DOCUMENT TEXT:

=== Begin Enclosure ===

Halley Stewart became Minister of the Caledonian Road Church, Islington in 1873, but after a few years left the Ministry for politics.  He was a founder member of the National Liberal Club, twice Member of Parliament for Spalding and from 1906-1910 for Greenock.  In Spalding he pressed for allotments for farm workers and for smallholdings – a social reform which was brought about by the Smallholding Act of 1907.

In the meantime Halley and Ebenezer went into partnership in 1900 to acquire a brickworks at Fletton near Peterborough and the lime, cement and brickworks of B.J.H.Forder in Luton.  From this enterprise came the London Brick Company of which Halley was the first Chairman in 1920 and later also Blue Circle Cement. (His son, Percy Maurice Stewart (1872-1951) had joined him in business in 1891 and was managing director of the the Luton-based Forder company and continued in the business until 1945.)  In 1900 Halley and his family had moved to Wardown House, Luton and in 1904 he bought the Red House, Harpenden.

Halley Stewart was now wealthy.  He did not think it wrong to make money; he paid his workforce well and insisted that after the employers had received an adequate return, the balance should be used for the community.  He disposed of his money from his office in the Red House, including for the establishment of the model village of Stewartby in 1926.

Focus on Harpenden

He raised money to increase the salaries of Congregational Ministers in Hertfordshire and established a scholarship fund for Harpenden students.  He contributed £500 towards the site of the Luton Road Mission Hall and was generous to the Vaughan Road Church.  The first was opened in a room at the Red House.  He founded the Harpenden Liberal Association.  When the Rothamsted Estate was for sale he contributed £500 to Sir John Russell’s appeal to buy the Manor House and farm for the Lawes Agricultural Trust and ‘purchased for the village the Manorial Rights of Harpenden Common’ at a cost of £2,500 – now vested in the Harpenden Town Council: we thus have one of the few Commons really owned by the people.

=== End Enclosure ===

(Saved entries)

=== Begin Enclosure ===

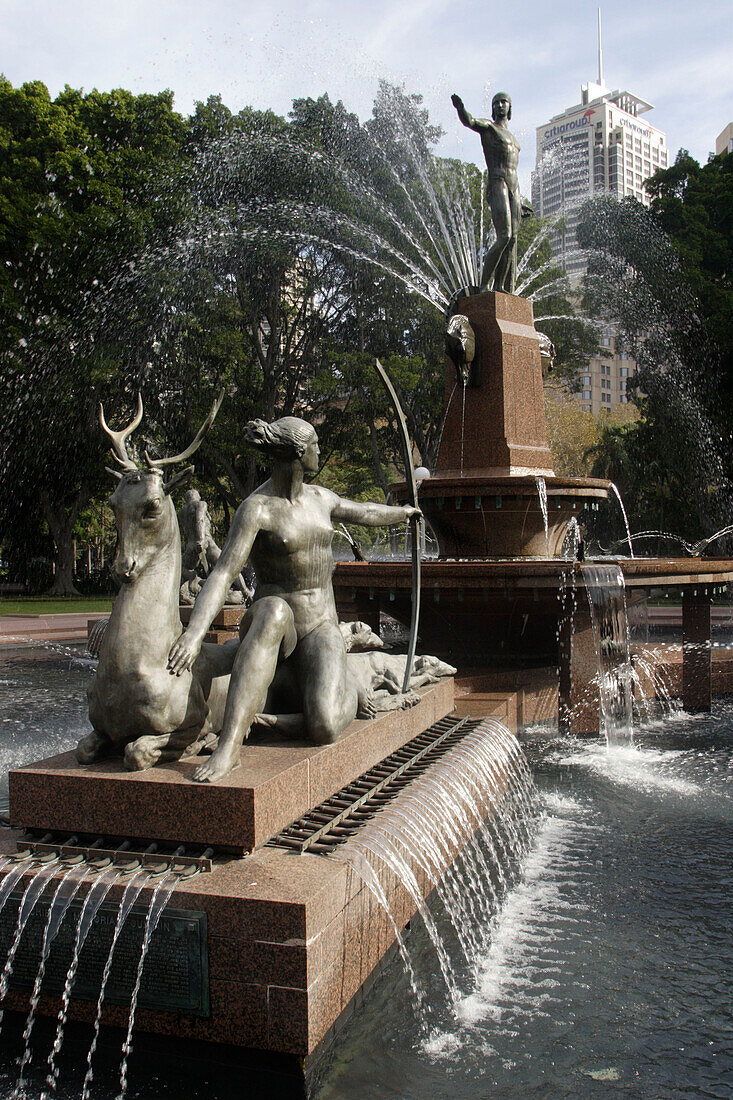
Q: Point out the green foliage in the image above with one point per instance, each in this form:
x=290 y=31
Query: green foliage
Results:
x=695 y=206
x=79 y=200
x=679 y=452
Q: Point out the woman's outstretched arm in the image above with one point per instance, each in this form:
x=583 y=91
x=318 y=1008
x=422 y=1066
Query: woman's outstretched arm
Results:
x=214 y=593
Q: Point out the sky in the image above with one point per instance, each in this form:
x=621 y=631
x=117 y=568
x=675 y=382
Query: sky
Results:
x=265 y=53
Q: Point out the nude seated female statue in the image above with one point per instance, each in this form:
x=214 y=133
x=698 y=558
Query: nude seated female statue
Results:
x=285 y=529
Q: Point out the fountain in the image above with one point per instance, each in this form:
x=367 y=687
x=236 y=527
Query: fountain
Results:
x=495 y=597
x=254 y=910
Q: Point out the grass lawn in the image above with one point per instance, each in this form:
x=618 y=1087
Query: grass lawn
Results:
x=54 y=605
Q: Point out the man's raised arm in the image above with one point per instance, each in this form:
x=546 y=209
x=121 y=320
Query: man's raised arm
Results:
x=467 y=119
x=369 y=514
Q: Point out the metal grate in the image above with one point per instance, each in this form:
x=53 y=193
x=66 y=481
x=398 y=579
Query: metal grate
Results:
x=99 y=853
x=338 y=817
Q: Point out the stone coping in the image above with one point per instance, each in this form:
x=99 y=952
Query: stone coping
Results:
x=277 y=782
x=292 y=939
x=531 y=572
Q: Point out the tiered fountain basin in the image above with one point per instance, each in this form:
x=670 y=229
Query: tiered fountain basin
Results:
x=523 y=627
x=477 y=516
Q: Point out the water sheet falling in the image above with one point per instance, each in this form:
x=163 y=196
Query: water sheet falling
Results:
x=606 y=597
x=459 y=829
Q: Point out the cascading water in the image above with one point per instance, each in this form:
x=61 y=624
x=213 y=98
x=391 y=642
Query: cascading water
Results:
x=131 y=893
x=65 y=893
x=460 y=829
x=157 y=902
x=623 y=512
x=606 y=597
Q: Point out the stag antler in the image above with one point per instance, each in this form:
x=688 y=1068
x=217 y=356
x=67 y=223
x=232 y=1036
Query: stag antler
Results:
x=159 y=463
x=118 y=448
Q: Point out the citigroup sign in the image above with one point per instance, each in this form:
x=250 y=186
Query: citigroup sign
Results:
x=568 y=127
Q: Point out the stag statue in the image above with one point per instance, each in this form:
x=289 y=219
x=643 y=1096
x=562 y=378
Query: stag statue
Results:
x=135 y=705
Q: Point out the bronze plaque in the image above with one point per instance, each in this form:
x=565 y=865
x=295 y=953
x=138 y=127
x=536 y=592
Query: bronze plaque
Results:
x=175 y=976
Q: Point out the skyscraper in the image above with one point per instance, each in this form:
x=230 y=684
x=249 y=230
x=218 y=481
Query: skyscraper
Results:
x=600 y=145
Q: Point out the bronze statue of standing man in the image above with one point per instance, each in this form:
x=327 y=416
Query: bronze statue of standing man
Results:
x=501 y=151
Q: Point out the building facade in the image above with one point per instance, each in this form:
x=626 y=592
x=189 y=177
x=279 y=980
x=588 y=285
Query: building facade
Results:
x=599 y=146
x=724 y=140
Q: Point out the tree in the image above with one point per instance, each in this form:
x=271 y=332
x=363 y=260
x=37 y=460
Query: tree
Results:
x=80 y=204
x=637 y=279
x=693 y=206
x=545 y=283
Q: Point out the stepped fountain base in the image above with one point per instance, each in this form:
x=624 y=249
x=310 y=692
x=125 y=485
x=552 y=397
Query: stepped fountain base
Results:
x=271 y=949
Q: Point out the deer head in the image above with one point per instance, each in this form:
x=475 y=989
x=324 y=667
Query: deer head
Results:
x=144 y=515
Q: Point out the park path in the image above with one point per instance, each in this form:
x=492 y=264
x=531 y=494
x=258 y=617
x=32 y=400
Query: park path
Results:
x=66 y=626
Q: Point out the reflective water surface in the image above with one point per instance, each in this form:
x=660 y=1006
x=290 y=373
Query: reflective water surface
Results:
x=605 y=972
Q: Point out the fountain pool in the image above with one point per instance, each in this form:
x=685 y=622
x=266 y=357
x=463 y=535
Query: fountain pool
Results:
x=604 y=971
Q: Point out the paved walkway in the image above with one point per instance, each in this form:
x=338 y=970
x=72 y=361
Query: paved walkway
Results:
x=68 y=626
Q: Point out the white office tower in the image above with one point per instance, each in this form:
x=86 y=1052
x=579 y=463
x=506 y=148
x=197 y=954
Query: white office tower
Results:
x=601 y=145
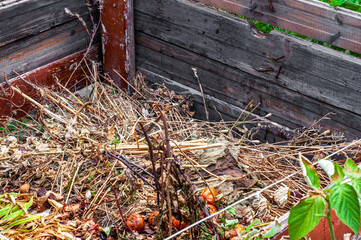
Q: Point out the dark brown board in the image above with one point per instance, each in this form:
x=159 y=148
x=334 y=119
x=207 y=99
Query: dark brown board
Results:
x=30 y=17
x=12 y=104
x=312 y=18
x=39 y=48
x=118 y=40
x=225 y=45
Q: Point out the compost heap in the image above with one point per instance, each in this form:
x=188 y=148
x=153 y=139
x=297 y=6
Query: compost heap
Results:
x=105 y=165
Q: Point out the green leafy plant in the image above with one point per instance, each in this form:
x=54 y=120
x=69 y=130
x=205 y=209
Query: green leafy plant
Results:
x=15 y=214
x=343 y=197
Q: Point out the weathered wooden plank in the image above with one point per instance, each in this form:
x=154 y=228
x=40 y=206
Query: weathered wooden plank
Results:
x=313 y=70
x=29 y=53
x=312 y=18
x=118 y=40
x=224 y=83
x=173 y=36
x=30 y=17
x=221 y=110
x=12 y=104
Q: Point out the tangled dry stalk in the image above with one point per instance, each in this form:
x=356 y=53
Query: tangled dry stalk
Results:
x=94 y=159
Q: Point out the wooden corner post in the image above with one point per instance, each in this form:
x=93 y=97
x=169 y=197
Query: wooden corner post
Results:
x=118 y=40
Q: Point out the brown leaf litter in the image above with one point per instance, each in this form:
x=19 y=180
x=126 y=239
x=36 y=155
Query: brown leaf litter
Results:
x=89 y=159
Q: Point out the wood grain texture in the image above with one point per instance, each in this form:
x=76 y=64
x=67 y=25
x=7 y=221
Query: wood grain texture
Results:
x=30 y=17
x=174 y=35
x=312 y=18
x=12 y=104
x=117 y=36
x=41 y=39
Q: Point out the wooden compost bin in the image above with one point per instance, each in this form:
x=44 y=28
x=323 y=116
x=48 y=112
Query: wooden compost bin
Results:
x=296 y=80
x=45 y=41
x=307 y=82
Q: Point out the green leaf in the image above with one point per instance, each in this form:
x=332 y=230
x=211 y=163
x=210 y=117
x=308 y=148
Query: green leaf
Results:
x=351 y=170
x=333 y=170
x=233 y=211
x=344 y=201
x=302 y=217
x=309 y=172
x=273 y=231
x=356 y=183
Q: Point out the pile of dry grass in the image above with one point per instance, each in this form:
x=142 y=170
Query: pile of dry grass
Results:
x=91 y=158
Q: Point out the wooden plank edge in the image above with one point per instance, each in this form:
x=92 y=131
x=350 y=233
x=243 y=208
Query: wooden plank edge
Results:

=== End Enclosure ===

PARTS OF THE EXERCISE:
1. According to the Halley Stewart text, what did it cost to purchase the Manorial Rights of Harpenden Common for the village?
2. Name every church or mission hall mentioned in the Halley Stewart text.
3. Please carry on the Halley Stewart text from the point where it stops.

RESULTS BY TASK:
1. £2,500

2. Caledonian Road Church, Islington; Luton Road Mission Hall; Vaughan Road Church

3.
The decision to establish a Nursing Centre and Clinic at 40 Luton Road together with the simple granite cross on Church Green owed much to Halley’s firmly expressed view that the memorial to those who fell in the First World War should serve present and future generations.

In 1924 Halley Stewart set up his largest benefaction, the Halley Stewart Memorial Trust ‘to promote and assist pioneer research in medical, educational and religious fields’.  The Trust’s considerable benefaction of research over a very wide range of activities are still continuing and this work is worthy of wider public knowledge.

In 1929 Halley Stewart made over the Red House to the people of Harpenden, so that after his death it should be used as a Hospital.  He also left one quarter of the cost of necessary alterations, subject to the people of Harpenden raising the remainder.  In 1930 Halley’s portrait had been painted by John Frye Bourne, son of the Congregational Minister at that time, and in 1932 Halley was knighted for his benefactions.  He died in January 1937 just short of his hundredth birthday, having bequeathed the residual estate to the Trust ‘to serve the one family of which we are all members’

An appeals committee was formed to obtain Harpenden’s contribution to the necessary conversion and extension required to turn the Red House into a hospital.  Events included an elaborate carnival organised by Mrs Edwina Nott.  A local architect, Mr W.B.Binnie, gave his services free.  The Trust contributed a further sum to the appeal fund and, despite the war, the hospital opened in 1941 free of debt.

The Red House in Sir Halley Stewart’s day had its entrance in St Georges Walk, later named Stewart Road after him; the Carlton Road entrance and hence the somewhat unfortunate change of address came after the conversion to the Memorial Hospital.